= Job =
Extract every line of the entries below that contains the string "peeling". The match is case-sensitive.
>> Begin Exercise material
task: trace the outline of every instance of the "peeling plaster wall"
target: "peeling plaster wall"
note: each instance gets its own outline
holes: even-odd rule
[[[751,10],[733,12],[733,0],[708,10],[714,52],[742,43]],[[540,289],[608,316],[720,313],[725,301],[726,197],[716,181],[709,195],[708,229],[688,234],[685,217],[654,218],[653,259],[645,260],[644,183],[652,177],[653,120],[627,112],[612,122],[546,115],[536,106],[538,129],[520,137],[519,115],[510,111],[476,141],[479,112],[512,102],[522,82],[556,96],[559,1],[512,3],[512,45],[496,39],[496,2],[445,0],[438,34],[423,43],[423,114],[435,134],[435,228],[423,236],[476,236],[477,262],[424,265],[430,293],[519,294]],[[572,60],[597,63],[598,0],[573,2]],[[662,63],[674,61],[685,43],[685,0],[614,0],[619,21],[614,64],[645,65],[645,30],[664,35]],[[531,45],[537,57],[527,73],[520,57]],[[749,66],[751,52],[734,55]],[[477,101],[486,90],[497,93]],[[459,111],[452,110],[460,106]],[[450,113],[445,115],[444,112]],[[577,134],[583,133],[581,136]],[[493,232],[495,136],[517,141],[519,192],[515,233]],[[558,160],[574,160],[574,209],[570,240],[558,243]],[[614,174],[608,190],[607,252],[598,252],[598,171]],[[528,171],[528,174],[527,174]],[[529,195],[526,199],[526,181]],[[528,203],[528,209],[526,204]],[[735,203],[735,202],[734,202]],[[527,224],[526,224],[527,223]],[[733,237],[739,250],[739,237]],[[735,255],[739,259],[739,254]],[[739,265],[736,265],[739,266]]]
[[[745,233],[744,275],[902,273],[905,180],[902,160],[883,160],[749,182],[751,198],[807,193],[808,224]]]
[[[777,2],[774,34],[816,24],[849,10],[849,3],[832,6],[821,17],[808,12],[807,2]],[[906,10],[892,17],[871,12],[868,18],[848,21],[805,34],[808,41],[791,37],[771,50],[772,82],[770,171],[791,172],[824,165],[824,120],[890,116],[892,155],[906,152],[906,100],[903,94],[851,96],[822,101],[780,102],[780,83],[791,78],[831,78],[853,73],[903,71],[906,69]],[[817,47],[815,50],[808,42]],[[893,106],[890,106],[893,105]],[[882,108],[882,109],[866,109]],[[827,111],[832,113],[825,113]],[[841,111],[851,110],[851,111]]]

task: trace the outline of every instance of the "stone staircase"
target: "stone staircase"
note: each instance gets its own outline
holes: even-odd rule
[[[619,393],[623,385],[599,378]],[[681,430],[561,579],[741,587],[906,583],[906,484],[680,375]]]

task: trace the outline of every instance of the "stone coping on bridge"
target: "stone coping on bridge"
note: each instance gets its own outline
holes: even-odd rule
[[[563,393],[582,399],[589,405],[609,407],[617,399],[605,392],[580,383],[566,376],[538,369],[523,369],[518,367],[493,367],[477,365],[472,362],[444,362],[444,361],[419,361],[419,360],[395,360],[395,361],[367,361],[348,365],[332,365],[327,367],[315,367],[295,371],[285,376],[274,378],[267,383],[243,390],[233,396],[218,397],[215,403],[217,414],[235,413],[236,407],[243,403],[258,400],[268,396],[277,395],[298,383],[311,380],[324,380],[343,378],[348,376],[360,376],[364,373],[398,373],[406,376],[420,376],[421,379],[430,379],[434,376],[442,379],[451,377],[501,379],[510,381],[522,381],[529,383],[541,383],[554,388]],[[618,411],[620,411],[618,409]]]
>> End Exercise material
= Output for this exercise =
task: trace the outline of every instance of the "peeling plaster wall"
target: "peeling plaster wall"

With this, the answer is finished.